According to the text on the Simmons company, in which year did Simmons cease to be a family-run business?
------ ARTICLE
Simmons, founded by Zalmon Gilbert Simmons, is a family-run company. In 1875, Simmons decided to change their business from wood products to woven wire mattresses, which contributed great profits to the company. During 1920s, Simmons had been an international firm with factories in Mexico City, London, and Paris, unusual for the era. But in 1978, Simmons ceased to be a family-run business. Following this switch came a succession of many owners, leaving Simmons unstable and without a long-term vision. In late 1999, Fenway Partners, who bought Simmons from Investcorp in 1998, decided to pick Charlie Eitel as the CEO of Simmons.
Now headquartered in Atlanta, Simmons has 18 bedding manufacturing facilities that made mattresses across the U.S.
------------
------ DATASET SECTION
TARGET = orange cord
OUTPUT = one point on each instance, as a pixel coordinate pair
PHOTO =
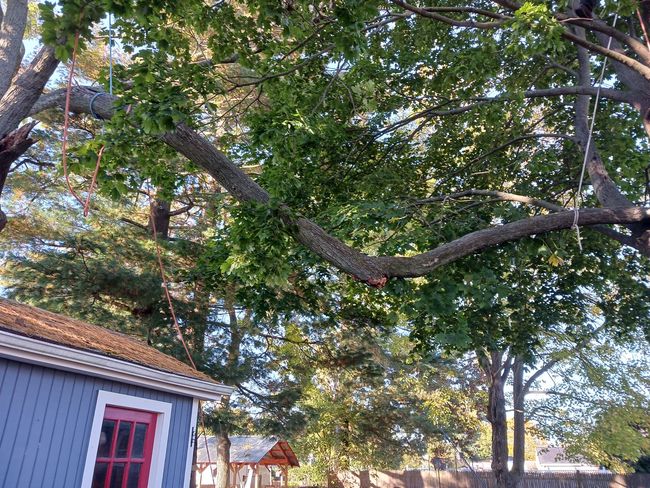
------------
### [RESPONSE TO THE EXERCISE]
1978